What to work on ->
(a) According to the Sepia Saturday monuments post, what is the name of the author's favorite sculpture?
(b) Continue the Sepia Saturday monuments post from where it stops.

Passage ->

--- Begin ---

Saturday, March 22, 2014

Sepia Saturday - The Monuments

For this Sepia Saturday Suggestion we have monuments and statues.

Now, few things get photographed more by memory-hunting tourists and camera toting sight-seers than monuments and statues. Sometimes the statue gets exclusive attention but more often somebody in the family is posed in front of the famous monument. They put on the "I was here!" face and snap. There they are for posterity.

So today for Sepia Saturday, lets look at some photographs of statues and monuments taken by our LOST GALLERY tourists and travelers.

But first, I would be remiss if I didn't start out with a shot of my favorite sculpture, "Sprites" which stands in a small courtyard next to a large building on Elgin in Ottawa, Ontario.

Three Bronze

Sir Thomas More mem 02
Sir Thomas More

Now, let's see what our tourists deemed worthy of a place in their photo albums and slide shows but ultimately ended up in LOST GALLERY.

Monument at foot of lower Regent Street

Monument at foot of lower Regent Street
Richard I monument
Richard the First monument

Park in the city with snow
A perfectly lovely shot of a fountain in a park somewhere. Any guess? This could have been taken this past winter but the print is at least 70 years old.

statue lost
2205 Unidentified Confederate Statue 22 05
These were scanned from abandoned negatives.
The Concord Minute Man Statue
The Concord Minute Man Statue
"The Concord Minute Man Statue" from a label on the negative sleeve.

Thelma at statue 644
Holli at eagle statue 993

Mark Twain statue
Cardiff Hill memorial
Car at the gate
VIctoria Regina Monument
Where is this?
Where is this?

The Krinkley family and the Stone Deer

20140311 Stone deer

It had been two days and five nights of continuous driving. Grandpa Baub and the Krinkley family finally arrived at the memorial to Randolph the Rude-Nosed Reindeer.

At the Bono Wildlife Preserve and UFO Landing Field they all posed at the remote hilltop memorial while one of the hitchhikers captured the event with a box camera. It was a solemn moment.

Then young Bristol dropped the skunk.

Statue of Liberty
Where is this?

Rushmore Art
From the streaks we can tell this is from an old Polaroid camera. You know what monument this is, right?

Now advance the film and snap on back to the Sepia Saturday home page for more famous tourist spots!

The most popular photographs most popular, Family Group, An album of the most requested photographs in the Lost Gallery.

Area 51 and a Half Area 51 and a Half You are probably not authorized to see these.

Don't take my picture! Oh! You DID didn't you! completely unaware of the photographer This is a collection of photographs that disappear on the way home from the photo processing shop.

And don't miss
Cabinet Card Gallery
One Man's Treasure
Penny Tales
Square America
Tattered and Lost
Vernacular Photography
The best
sites on the web.

And for postcards try

All images are the property of Lost Gallery and the author. Permission must be granted for their use. All rights reserved.

THE KIDS Lesson one. It is always a mystery how a photograph of any of these precious children could end up lost or abandoned. Here are a few. You will probably say "Ooh..." at least once.

Dee and the Business School Dee and the Business School
The beautiful Dee. A curious story; What do you see?

Neiffel and Helvetica Typehigh

"What are they doing?"


  1. A monumental display of stone and bronze statues. Since I had only one mystery sculpture this weekend, you've got me beat on puzzle photos. There is a Renaissance sculpture of Hercules and Diomedes wrestling that resembles the one in the center of the arched plaza, but I couldn't find where the original is. Perhaps Florence, Italy.

--- End ---

(Point labeling examples)
--- Begin ---

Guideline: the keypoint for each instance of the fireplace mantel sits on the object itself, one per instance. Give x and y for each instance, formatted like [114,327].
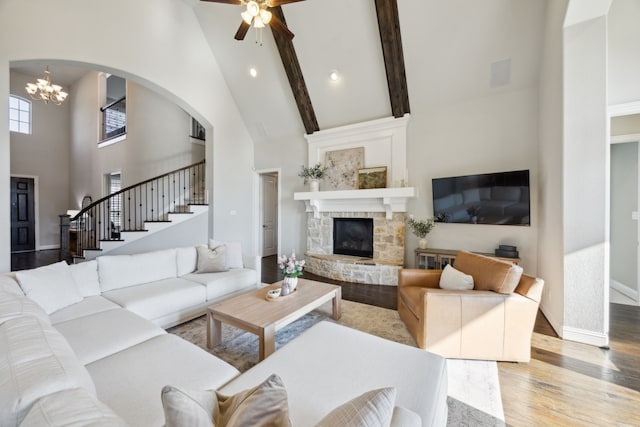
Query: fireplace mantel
[388,200]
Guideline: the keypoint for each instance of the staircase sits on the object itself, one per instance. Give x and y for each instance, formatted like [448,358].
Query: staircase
[135,212]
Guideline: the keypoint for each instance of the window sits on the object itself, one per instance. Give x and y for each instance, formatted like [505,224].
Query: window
[114,113]
[19,115]
[197,130]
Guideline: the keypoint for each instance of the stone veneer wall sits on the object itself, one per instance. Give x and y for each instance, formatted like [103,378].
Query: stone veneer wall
[388,234]
[388,249]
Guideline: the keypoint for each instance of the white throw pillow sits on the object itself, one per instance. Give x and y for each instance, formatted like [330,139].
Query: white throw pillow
[51,286]
[234,252]
[85,275]
[371,409]
[211,260]
[455,280]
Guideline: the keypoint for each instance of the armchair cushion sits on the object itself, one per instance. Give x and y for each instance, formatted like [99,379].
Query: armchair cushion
[489,274]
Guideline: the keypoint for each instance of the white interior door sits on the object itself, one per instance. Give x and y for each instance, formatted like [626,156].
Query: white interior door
[269,205]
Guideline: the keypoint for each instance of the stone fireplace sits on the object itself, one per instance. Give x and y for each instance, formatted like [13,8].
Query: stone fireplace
[388,249]
[384,143]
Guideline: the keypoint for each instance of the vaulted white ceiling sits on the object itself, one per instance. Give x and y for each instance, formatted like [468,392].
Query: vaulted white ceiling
[449,48]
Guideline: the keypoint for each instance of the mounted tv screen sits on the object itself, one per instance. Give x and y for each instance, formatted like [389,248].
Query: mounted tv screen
[493,198]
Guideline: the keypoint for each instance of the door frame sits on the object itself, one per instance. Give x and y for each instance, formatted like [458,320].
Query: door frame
[627,139]
[36,206]
[257,190]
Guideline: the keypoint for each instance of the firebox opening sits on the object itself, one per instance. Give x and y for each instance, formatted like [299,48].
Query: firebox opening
[353,236]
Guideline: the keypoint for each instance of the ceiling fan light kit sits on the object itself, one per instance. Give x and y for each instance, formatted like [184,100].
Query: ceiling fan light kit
[258,16]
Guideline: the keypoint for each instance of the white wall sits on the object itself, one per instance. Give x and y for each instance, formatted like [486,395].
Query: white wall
[288,157]
[585,177]
[157,43]
[624,59]
[43,154]
[482,135]
[156,141]
[550,190]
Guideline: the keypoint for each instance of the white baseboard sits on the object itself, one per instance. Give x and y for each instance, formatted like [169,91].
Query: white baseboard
[585,337]
[48,247]
[624,290]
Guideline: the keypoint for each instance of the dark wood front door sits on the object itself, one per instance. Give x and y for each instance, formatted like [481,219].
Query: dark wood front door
[23,223]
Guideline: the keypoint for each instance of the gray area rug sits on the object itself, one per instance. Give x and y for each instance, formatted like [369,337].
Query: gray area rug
[474,390]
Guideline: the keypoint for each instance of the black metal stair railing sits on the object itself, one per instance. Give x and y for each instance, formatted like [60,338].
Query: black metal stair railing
[130,208]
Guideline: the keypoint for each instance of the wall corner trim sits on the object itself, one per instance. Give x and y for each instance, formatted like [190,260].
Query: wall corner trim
[584,336]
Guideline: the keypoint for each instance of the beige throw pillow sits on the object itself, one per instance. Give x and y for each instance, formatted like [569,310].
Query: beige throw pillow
[371,409]
[264,405]
[455,280]
[211,260]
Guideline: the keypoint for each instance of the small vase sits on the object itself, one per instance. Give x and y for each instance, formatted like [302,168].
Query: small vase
[289,285]
[422,243]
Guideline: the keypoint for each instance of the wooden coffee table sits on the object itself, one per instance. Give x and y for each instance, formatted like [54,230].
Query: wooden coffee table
[254,313]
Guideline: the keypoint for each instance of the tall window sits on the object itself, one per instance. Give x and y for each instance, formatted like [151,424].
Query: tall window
[114,113]
[114,184]
[19,115]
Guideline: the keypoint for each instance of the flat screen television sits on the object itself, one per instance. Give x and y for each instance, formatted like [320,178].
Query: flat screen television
[493,198]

--- End ---

Responses by task ->
(a) "Sprites"

(b)
    1. Thanks Mike Brubaker. Hm. I'll investigate that. A snap in front of a monument is a common theme, I have found. There are so many I ignored them at first. Now I am trying to get them together.

  2. My favorite? The "Sprites". Whoever the sculptor was, they certainly had a marvelous imagination. Nice post.

    1. Thanks La Nightingail. I really like that one too. I used to see it nearly every day when lived in Ottawa. I am told it has been moved but is still in the area.

  3. Don't think I can help you - unless you suspect some are in Australia!
    A great collection - good luck identifying them

    1. Thanks Jackie van Bergen. I have no idea where some of them are. There are others that I know are in England and a couple are in New York state somewhere, but that is as close as I can get. A follower identified the Richard the First monument for me. Perhaps some of the others will be identified eventually.

  4. Intersted to see your comment about the Polaroid Swinger - I'm not too familiar with Polaroid photo types, so I can see it's something I have a lot to learn about.

    1. Thanks Brett Payne. Actually, when I went back to check the details on that one, it turns out it is a Polaroid print but a slightly larger format than the Swinger. The Swinger prints were 2.5X3.25 size and most always shiny black on the reverse. They were not deckle-edge. They often had the remnant of a pull tab on one end that was perforated to be removed for the final print. It was the cheapest and smallest of the '60's Polaroid line. It was often at parties and gatherings for youngsters who could not afford the better models. Swinger photographs were often victims of a sloppy or neglected "fixative" bar step, as required on early Polaroid prints. You can see the results of sloppy "coating bar" application in the example on this page. A Google search will give you lots of details.

    2. How intriguing. I'll put that on my "to do" list for a future project.

  5. I wish I could help with identification but although some look familiar I think that is because they are ‘of a type’. Good luck with finding out where they are.

    1. Thanks Little Nell. Every once in a while someone comes along and identifies one of these. Monuments are a common sight among abandoned photographs.